*Task brief*
Print each entry again exactly as written, and keep the pictures out.

Stored records:
= = = = =
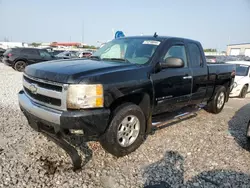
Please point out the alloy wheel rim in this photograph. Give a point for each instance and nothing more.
(221, 100)
(128, 131)
(20, 66)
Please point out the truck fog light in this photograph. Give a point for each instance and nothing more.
(76, 131)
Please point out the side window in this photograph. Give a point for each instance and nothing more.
(29, 51)
(44, 53)
(195, 55)
(177, 51)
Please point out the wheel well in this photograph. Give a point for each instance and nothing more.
(20, 60)
(142, 100)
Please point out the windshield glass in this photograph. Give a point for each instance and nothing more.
(137, 51)
(242, 70)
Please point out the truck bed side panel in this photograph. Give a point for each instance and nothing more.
(219, 74)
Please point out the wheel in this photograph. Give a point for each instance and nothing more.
(20, 66)
(244, 91)
(126, 131)
(248, 132)
(217, 103)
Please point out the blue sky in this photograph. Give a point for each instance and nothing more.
(214, 23)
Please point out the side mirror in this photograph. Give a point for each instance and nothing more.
(172, 62)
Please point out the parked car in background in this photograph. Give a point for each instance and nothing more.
(84, 54)
(1, 54)
(67, 55)
(117, 95)
(19, 58)
(248, 132)
(56, 52)
(211, 59)
(242, 79)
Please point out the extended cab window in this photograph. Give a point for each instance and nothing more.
(195, 55)
(29, 51)
(177, 51)
(133, 50)
(44, 53)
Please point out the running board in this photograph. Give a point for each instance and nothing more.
(70, 150)
(163, 119)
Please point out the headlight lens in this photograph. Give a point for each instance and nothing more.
(85, 96)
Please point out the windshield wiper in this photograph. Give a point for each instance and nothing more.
(117, 59)
(94, 57)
= = = = =
*Answer to this problem*
Please point out the alloy wheel rim in this photograph. Give a point for each instance and nothing more.
(221, 100)
(128, 131)
(20, 66)
Please point out the truck fog light in this photograph. Give a point for each instance and nothing more.
(76, 131)
Please point out the side window in this photograph. Give a point for each instance and nothing more.
(29, 51)
(44, 53)
(195, 55)
(177, 51)
Please point out the wheel well in this photograph. Give a point for each instance and nothing more.
(20, 60)
(142, 100)
Please point out the windshield glass in this photograph. Give a point for each instance and nothing more.
(137, 51)
(242, 70)
Please point out the truck bed side panel in this photograph. Give a point for each instance and nothing more.
(219, 74)
Please point out the wheel in this photograph. Give a point for each instance and nothing more.
(20, 66)
(244, 91)
(126, 131)
(248, 132)
(217, 103)
Please point out the blue sky in this photograph. Give a point for each instance and nothing more.
(214, 23)
Please point out the side mirror in this photograph. Give a point for each instance and nothing more.
(172, 62)
Please point out the parked car in background in this photograph. Give a point for each instance and nothing more.
(84, 54)
(1, 54)
(67, 55)
(117, 95)
(19, 58)
(248, 132)
(56, 52)
(211, 59)
(242, 79)
Please point out the extended cab window in this photograph. Give a point for each instance and nothing more.
(195, 55)
(29, 51)
(177, 51)
(133, 50)
(44, 53)
Please point out the running board in this photograph. Give a point for each instance and nothing more.
(70, 150)
(163, 119)
Please point out the headlight lens in this photograph. Give a point for each instance and nothing more.
(85, 96)
Please point out the windshield wiper in this photograph. Give a point for each instance and nothing more.
(117, 59)
(94, 57)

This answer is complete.